*** Block opens ***

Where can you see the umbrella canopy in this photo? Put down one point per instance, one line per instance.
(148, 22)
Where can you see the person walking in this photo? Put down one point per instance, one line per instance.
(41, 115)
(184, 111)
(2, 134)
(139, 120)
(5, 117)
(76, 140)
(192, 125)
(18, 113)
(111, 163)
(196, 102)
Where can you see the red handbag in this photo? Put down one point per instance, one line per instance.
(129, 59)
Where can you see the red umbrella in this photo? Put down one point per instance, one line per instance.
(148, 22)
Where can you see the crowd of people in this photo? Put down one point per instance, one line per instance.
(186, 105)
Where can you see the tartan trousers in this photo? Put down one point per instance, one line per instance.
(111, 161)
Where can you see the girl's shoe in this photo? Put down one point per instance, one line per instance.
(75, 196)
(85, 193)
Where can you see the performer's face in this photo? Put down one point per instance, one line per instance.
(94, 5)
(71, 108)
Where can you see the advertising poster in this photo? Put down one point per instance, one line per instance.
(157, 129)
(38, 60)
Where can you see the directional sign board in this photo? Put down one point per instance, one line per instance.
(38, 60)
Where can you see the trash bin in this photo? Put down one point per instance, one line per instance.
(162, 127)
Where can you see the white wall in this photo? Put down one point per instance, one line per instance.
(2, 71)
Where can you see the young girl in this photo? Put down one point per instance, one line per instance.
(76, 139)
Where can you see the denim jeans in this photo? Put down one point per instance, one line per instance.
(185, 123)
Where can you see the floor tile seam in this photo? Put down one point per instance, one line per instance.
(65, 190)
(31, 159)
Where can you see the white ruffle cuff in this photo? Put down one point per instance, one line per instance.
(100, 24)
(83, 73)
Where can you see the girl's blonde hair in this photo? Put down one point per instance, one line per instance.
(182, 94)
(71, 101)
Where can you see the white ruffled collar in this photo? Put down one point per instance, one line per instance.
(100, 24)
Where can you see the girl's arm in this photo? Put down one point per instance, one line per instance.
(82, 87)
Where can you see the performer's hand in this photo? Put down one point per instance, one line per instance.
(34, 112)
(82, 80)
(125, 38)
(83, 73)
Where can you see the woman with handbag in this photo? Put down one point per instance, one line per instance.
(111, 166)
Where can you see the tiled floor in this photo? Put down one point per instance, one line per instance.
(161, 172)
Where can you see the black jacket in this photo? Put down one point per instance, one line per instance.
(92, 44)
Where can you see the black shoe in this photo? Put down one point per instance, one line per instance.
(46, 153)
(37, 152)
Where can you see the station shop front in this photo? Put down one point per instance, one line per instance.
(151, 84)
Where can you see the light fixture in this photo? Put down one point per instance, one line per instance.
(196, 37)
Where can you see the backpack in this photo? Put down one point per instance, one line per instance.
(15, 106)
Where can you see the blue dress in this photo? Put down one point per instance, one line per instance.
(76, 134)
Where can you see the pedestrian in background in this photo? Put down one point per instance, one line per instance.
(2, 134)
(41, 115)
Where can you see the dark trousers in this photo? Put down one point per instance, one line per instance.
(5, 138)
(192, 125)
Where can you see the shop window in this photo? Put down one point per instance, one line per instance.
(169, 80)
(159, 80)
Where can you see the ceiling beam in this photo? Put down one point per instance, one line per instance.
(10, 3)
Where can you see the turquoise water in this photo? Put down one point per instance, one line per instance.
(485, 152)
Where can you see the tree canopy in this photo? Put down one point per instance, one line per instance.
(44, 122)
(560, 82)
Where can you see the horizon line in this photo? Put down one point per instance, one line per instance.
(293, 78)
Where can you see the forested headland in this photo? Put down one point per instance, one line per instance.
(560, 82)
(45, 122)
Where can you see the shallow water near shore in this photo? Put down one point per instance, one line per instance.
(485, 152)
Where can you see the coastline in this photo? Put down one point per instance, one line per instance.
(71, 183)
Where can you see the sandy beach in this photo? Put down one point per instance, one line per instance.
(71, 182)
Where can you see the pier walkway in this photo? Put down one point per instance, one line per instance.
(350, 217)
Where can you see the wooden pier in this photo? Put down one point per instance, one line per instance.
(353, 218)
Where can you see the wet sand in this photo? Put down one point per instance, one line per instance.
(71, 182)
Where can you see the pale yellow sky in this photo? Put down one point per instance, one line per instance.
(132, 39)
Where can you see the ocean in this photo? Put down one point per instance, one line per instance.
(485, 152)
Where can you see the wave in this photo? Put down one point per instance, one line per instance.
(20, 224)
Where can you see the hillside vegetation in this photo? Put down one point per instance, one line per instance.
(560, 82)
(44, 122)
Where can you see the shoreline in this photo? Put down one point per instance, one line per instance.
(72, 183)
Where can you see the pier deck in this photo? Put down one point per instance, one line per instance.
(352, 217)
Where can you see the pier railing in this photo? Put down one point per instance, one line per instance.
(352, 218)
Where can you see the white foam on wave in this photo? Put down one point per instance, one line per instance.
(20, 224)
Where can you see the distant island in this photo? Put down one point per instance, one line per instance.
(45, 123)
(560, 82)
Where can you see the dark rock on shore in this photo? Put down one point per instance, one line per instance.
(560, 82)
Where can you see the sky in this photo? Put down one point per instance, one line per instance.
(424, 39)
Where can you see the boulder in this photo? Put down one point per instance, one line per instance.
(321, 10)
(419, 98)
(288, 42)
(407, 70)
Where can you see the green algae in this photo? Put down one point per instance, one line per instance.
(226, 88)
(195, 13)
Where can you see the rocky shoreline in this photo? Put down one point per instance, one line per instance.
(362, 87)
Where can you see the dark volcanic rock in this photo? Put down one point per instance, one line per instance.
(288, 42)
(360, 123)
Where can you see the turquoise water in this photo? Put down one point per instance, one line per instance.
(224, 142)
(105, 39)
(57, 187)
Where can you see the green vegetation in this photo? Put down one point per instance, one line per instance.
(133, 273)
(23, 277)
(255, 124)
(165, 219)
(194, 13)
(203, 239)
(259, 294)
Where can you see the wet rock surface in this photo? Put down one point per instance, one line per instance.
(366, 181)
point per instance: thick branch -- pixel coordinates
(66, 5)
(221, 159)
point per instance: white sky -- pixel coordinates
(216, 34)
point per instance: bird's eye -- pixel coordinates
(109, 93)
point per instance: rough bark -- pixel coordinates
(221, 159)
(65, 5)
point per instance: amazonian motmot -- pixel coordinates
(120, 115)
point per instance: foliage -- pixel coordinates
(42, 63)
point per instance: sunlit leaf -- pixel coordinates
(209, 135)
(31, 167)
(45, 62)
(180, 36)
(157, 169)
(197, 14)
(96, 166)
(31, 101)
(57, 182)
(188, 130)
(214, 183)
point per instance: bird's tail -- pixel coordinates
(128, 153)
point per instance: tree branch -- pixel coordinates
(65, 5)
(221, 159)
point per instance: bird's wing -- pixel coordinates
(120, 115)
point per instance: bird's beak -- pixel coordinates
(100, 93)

*** Block closes ***

• _WORK ITEM_
An exact repeat of all the entries above is required.

• _OUTPUT FOR THIS EXERCISE_
Where can you see the umbrella canopy in this photo? Put down one point per instance, one line per instance.
(148, 22)
Where can you see the person walking in this photo? Put down one point per instance, one line per instance.
(41, 115)
(184, 111)
(2, 134)
(139, 120)
(5, 117)
(76, 140)
(192, 125)
(18, 113)
(111, 163)
(196, 102)
Where can you see the red handbag in this photo? Put down one point per instance, one line per instance.
(129, 59)
Where can you see the red umbrella in this photo? Put down one point per instance, one line per instance.
(148, 22)
Where can you see the crowd of people in this photo? Put down one point per instance, one line per instance.
(186, 105)
Where can you see the tartan trousers in this photo? Put down one point per instance, one line per instance.
(111, 161)
Where can you see the girl's shoe in this photo? Put down one point per instance, one line per instance.
(75, 196)
(85, 193)
Where can you see the performer's face in this photo? Put down one point per instance, one line per instance.
(94, 5)
(71, 108)
Where can you see the advertising poster in this photo? Put down one point per instance, one line per instance.
(157, 129)
(38, 60)
Where can you see the directional sign board in this photo? Put down one point per instance, one line per instance.
(38, 60)
Where can you see the trash bin in this photo? Put down one point per instance, one line per instance.
(162, 127)
Where can you see the white wall in this photo? Put down one point per instance, one line per instance.
(2, 71)
Where can you see the young girl in this photo? Put down one point per instance, one line per instance.
(76, 139)
Where can you see the denim jeans in this photo? Put down one point per instance, one line per instance.
(185, 123)
Where can you see the floor tile seam in this photo? Put down one point per instance, one line per instance.
(65, 190)
(31, 159)
Where can you see the white ruffle cuff in this photo? Put down one point per instance, one line per instance.
(100, 24)
(83, 73)
Where can you see the girl's blonde hair in this photo? Put down one point per instance, one line per instance.
(182, 94)
(71, 101)
Where can you see the white ruffled collar in this photo? Put down one point per instance, one line per instance.
(100, 24)
Where can you see the girl's arm in this photo? Put down one point per instance, one line per instance.
(82, 87)
Where can you see the performer's hand in this photo? Put down one point per instance, one line per instance.
(34, 112)
(82, 80)
(125, 38)
(83, 73)
Where can you see the woman with handbag in this photo? Put down one point per instance, one line per instance.
(111, 166)
Where can you see the tiled floor in this photo? Put down one point per instance, one line per instance.
(161, 172)
Where can you see the black jacket in this photo? Put down one point per instance, one line per instance.
(92, 44)
Where can you see the black shoe in this photo? Put down one point per instance, one line per instance.
(46, 153)
(37, 152)
Where can you see the station shop front in this photo? Put down one point per instance, one line per instance.
(151, 84)
Where can you see the light fixture in this photo? Put down one point per instance, one line per instance.
(196, 37)
Where can you see the backpack in this photo? Put down one point per instance, one line per instance.
(15, 106)
Where can you see the blue dress in this photo? Put down one point per instance, one line per instance.
(76, 134)
Where can you see the pedestrian in background in this photo? Put down one point per instance, one line per instance.
(2, 134)
(41, 115)
Where can you see the dark trousers in this photo? Put down one point per instance, one line per instance.
(5, 138)
(192, 125)
Where can you see the shop window in this photo? Put down one point per instance, one line per instance.
(169, 80)
(159, 80)
Where can you see the ceiling beam in this photo? Put down one point per instance, one line per instance.
(10, 3)
Where can you see the turquoise water in this photo? Put down one point per instance, one line per instance.
(485, 152)
Where can you see the tree canopy in this photo? Put down one point per instance, one line per instance.
(44, 122)
(560, 82)
Where can you see the horizon line in this photo? Put down one point per instance, one line per instance.
(293, 78)
Where can you see the forested headland in this photo? Put down one point per instance, one line per instance.
(560, 82)
(45, 122)
Where can you see the shallow water near shore in this photo? Put down one point per instance, one line per instance.
(485, 152)
Where can you see the coastline in this photo? Put down one point per instance, one line per instance.
(71, 183)
Where can you see the sandy beach in this photo? Put down one point per instance, one line per instance.
(71, 182)
Where can you see the pier walkway in this photo? Put down one point per instance, one line per instance.
(350, 217)
Where can you see the wooden pier in this photo? Put down one point per instance, one line per instance.
(353, 218)
Where can you see the wet sand in this photo? Put down one point per instance, one line per instance.
(71, 182)
Where can you see the pale yellow sky in this photo? Put down one point per instance, one line per instance.
(132, 39)
Where can you see the ocean in this photo? Put down one point per instance, one line per instance.
(485, 152)
Where can you see the wave in this photo? Put down one point per instance, one line per instance.
(20, 224)
Where can you see the hillside vegetation in this photo? Put down one point per instance, one line per instance.
(560, 82)
(44, 122)
Where can you see the shoreline in this photo? Put down one point per instance, one line per instance.
(72, 183)
Where can you see the pier deck in this photo? Put down one point per instance, one line per instance.
(352, 217)
Where can you see the pier railing in this photo? Put down one point per instance, one line per instance.
(352, 218)
Where can you see the white foam on wave in this photo? Put down one point per instance, one line per instance.
(20, 224)
Where can you see the distant island in this photo? Put down one point per instance, one line per instance.
(45, 123)
(560, 82)
Where can you see the dark rock on shore in this photo? Put down one point per instance, one line per instance.
(560, 82)
Where can you see the sky in this photo? Put down one point per instance, one line per instance.
(424, 39)
Where can you see the boulder in this photo? Put down one point per instance, one line per instance.
(321, 10)
(419, 98)
(288, 42)
(407, 70)
Where can you see the green algae in this photo? Put down one point per instance, one line per instance.
(226, 88)
(195, 13)
Where can you see the rocky shoreline in this photo? Put down one point per instance, one line per instance.
(362, 87)
Where can you see the dark volcanic rock in this photo? Put down one point per instance, one line per instance.
(288, 42)
(360, 123)
Where can you see the turquoise water in this photo? Put down one point per instance, one line per instance.
(224, 142)
(105, 39)
(57, 187)
Where can you see the green vegetation in this photo? Put down one point per instance, one line per instance.
(133, 273)
(23, 277)
(255, 124)
(165, 219)
(194, 13)
(203, 239)
(259, 294)
Where can you see the wet rock surface in this photo? Put down one point per instance, one line per instance.
(366, 181)
point per instance: thick branch -- pixel coordinates
(66, 5)
(221, 159)
point per instance: white sky -- pixel coordinates
(216, 34)
point per instance: bird's eye -- pixel coordinates
(109, 93)
point per instance: rough bark -- pixel coordinates
(221, 159)
(65, 5)
point per instance: amazonian motmot -- pixel coordinates
(120, 115)
point per instance: foliage -- pixel coordinates
(42, 63)
point per instance: sunlit leaf -- pixel coordinates
(209, 135)
(31, 167)
(45, 62)
(180, 36)
(157, 169)
(197, 14)
(96, 166)
(31, 101)
(57, 182)
(188, 130)
(214, 183)
point per instance: bird's tail -- pixel coordinates
(128, 153)
point per instance: tree branch -- pixel coordinates
(65, 5)
(221, 159)
point per instance: bird's wing -- pixel coordinates
(120, 115)
point per instance: bird's beak -- pixel coordinates
(100, 93)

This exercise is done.